## WHAT THE TASK REQUIRES
Leaving the pictures aside, transcribe only and exactly the lines from the one with "Q: Locate the bird in" through the end of the entries, both included.

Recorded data
-- Opening Marker --
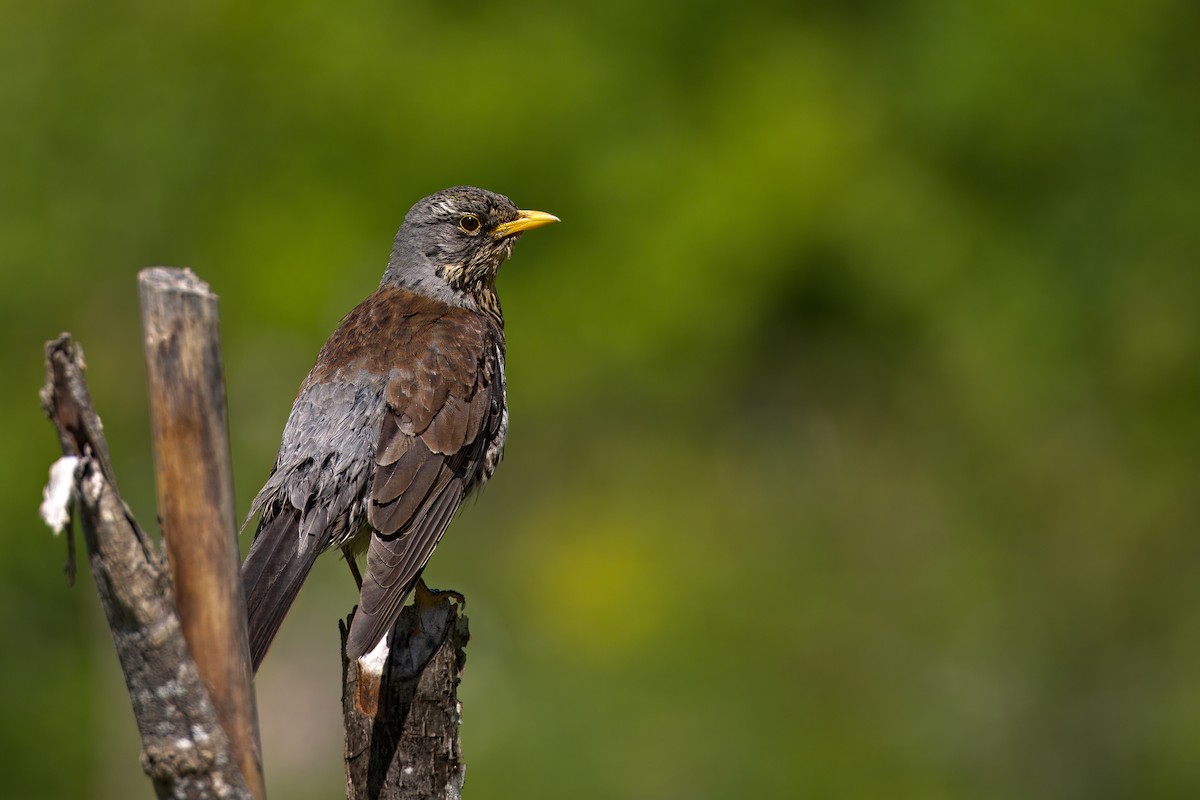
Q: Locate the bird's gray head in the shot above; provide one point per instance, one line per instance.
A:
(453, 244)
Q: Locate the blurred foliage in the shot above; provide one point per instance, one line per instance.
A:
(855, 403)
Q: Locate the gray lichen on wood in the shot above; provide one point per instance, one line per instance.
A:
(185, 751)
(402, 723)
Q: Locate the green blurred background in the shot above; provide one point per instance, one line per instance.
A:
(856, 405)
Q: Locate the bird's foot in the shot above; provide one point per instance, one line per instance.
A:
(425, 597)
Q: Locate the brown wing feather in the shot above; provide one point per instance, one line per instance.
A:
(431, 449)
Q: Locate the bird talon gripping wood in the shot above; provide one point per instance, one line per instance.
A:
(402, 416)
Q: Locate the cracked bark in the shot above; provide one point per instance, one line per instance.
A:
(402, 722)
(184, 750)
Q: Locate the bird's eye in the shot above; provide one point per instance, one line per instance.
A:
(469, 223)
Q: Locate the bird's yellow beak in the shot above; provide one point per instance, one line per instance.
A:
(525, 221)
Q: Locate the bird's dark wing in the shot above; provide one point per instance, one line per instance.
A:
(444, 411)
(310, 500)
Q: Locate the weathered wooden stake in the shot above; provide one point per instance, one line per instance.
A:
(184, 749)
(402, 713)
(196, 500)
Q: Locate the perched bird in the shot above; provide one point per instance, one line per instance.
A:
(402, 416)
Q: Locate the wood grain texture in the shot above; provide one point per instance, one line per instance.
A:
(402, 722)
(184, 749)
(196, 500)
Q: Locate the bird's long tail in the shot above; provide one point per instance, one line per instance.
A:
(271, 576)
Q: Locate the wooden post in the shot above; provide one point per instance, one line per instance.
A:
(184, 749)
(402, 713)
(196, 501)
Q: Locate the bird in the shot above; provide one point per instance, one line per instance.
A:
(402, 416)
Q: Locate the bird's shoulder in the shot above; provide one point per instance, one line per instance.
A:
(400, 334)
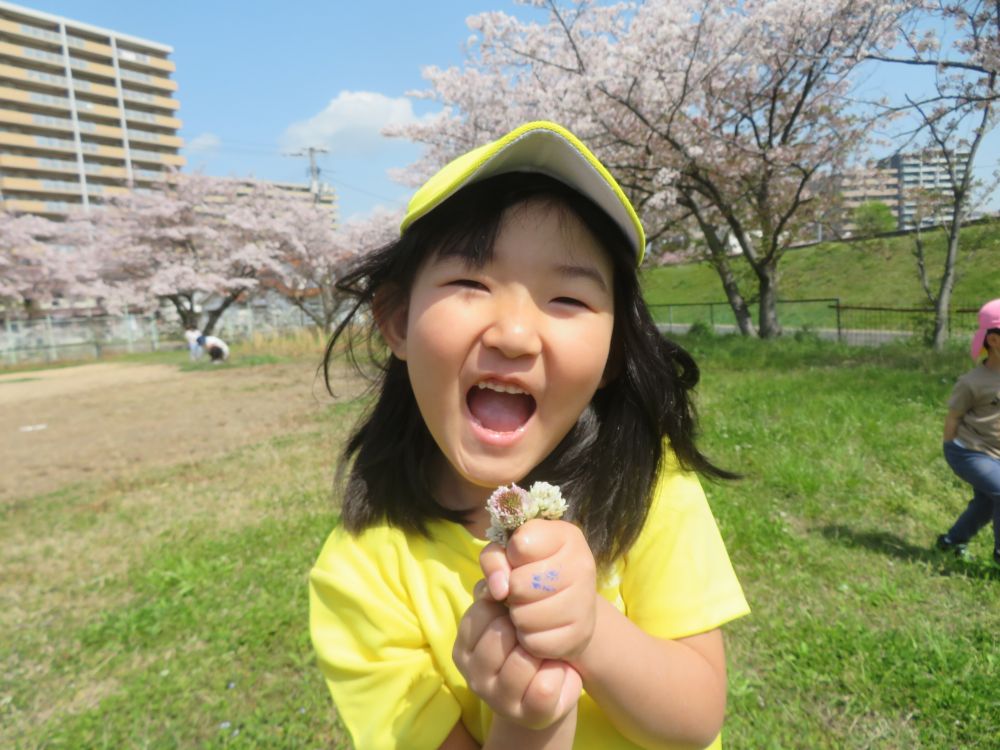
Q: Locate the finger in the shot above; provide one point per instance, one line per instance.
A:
-- Closing Marker --
## RESULT BELOW
Q: Locate the bird in the shot above; provide one point per instance, one line per instance.
A:
(402, 416)
Q: Locate the bird's shoulder in the shot above; provide one point per instance, one line per instance.
A:
(400, 334)
Q: Locate the finger in the shot above; provide one point per instance, one line per instance.
A:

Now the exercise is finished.